Tasks and exercises:
1. According to the NeymanConstruction source file, what does the class produce?
2. Reproduce the passage of the NeymanConstruction source file that runs from "The Neyman Construction is" up to and including "the desired points.".

Extract to read:
// @(#)root/roostats:$Id$
// Author: Kyle Cranmer January 2009
/*************************************************************************
* Copyright (C) 1995-2008, Rene Brun and Fons Rademakers. *
* All rights reserved. *
* *
* For the licensing terms see $ROOTSYS/LICENSE. *
* For the list of contributors see $ROOTSYS/README/CREDITS. *
*************************************************************************/
//_________________________________________________
/*
BEGIN_HTML
NeymanConstruction is a concrete implementation of the NeymanConstruction interface that, as the name suggests,
performs a NeymanConstruction.
It produces a RooStats::PointSetInterval, which is a concrete implementation of the ConfInterval interface.
The Neyman Construction is not a uniquely defined statistical technique, it requires that one specify an ordering rule
or ordering principle, which is usually incoded by choosing a specific test statistic and limits of integration
(corresponding to upper/lower/central limits). As a result, this class must be configured with the corresponding
information before it can produce an interval. Common configurations, such as the Feldman-Cousins approach, can be
enforced by other light weight classes.
The Neyman Construction considers every point in the parameter space independently, no assumptions are
made that the interval is connected or of a particular shape. As a result, the PointSetInterval class is used to
represent the result. The user indicate which points in the parameter space to perform the constrution by providing
a PointSetInterval instance with the desired points.
This class is fairly light weight, because the choice of parameter points to be considered is factorized and so is the
creation of the sampling distribution of the test statistic (which is done by a concrete class implementing the DistributionCreator interface). As a result, this class basically just drives the construction by:
- using a DistributionCreator to create the SamplingDistribution of a user-defined test statistic for each parameter point of interest,
- defining the acceptance region in the data by finding the thresholds on the test statistic such that the integral of the sampling distribution is of the appropriate size and consistent with the limits of integration (eg. upper/lower/central limits),
- and finally updating the PointSetInterval based on whether the value of the test statistic evaluated on the data are in the acceptance region.
END_HTML
*/
//
#ifndef RooStats_NeymanConstruction
#include "RooStats/NeymanConstruction.h"
#endif
#ifndef RooStats_RooStatsUtils
#include "RooStats/RooStatsUtils.h"
#endif
#ifndef RooStats_PointSetInterval
#include "RooStats/PointSetInterval.h"
#endif
#include "RooStats/SamplingDistribution.h"
#include "RooStats/ToyMCSampler.h"
#include "RooStats/ModelConfig.h"
#include "RooMsgService.h"
#include "RooGlobalFunc.h"
#include "RooDataSet.h"
#include "TFile.h"
#include "TTree.h"
#include "TMath.h"
#include "TH1F.h"

Source material:
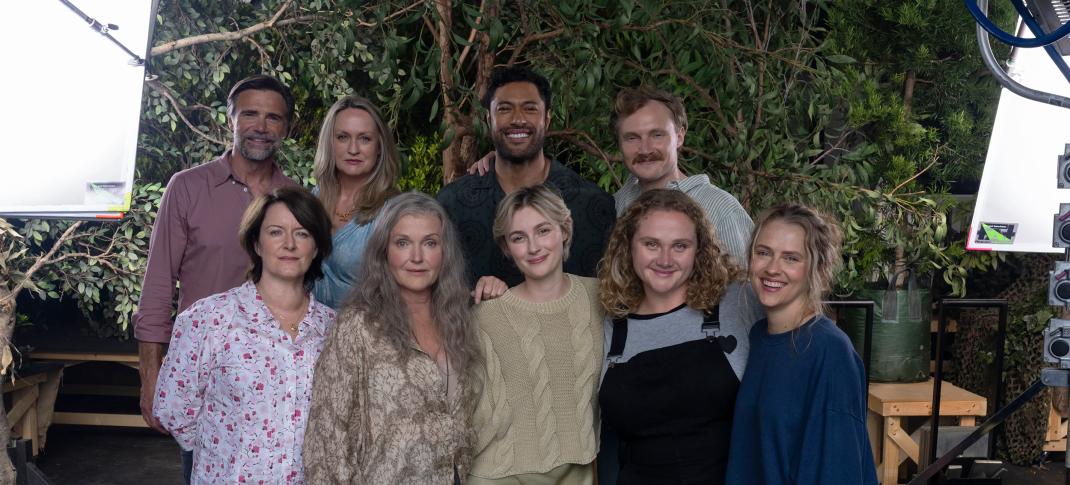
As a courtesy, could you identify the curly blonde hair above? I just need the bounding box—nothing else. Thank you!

Results of the exercise:
1. It produces a RooStats::PointSetInterval, which is a concrete implementation of the ConfInterval interface.

2.
The Neyman Construction is not a uniquely defined statistical technique, it requires that one specify an ordering rule
or ordering principle, which is usually incoded by choosing a specific test statistic and limits of integration
(corresponding to upper/lower/central limits). As a result, this class must be configured with the corresponding
information before it can produce an interval. Common configurations, such as the Feldman-Cousins approach, can be
enforced by other light weight classes.
The Neyman Construction considers every point in the parameter space independently, no assumptions are
made that the interval is connected or of a particular shape. As a result, the PointSetInterval class is used to
represent the result. The user indicate which points in the parameter space to perform the constrution by providing
a PointSetInterval instance with the desired points.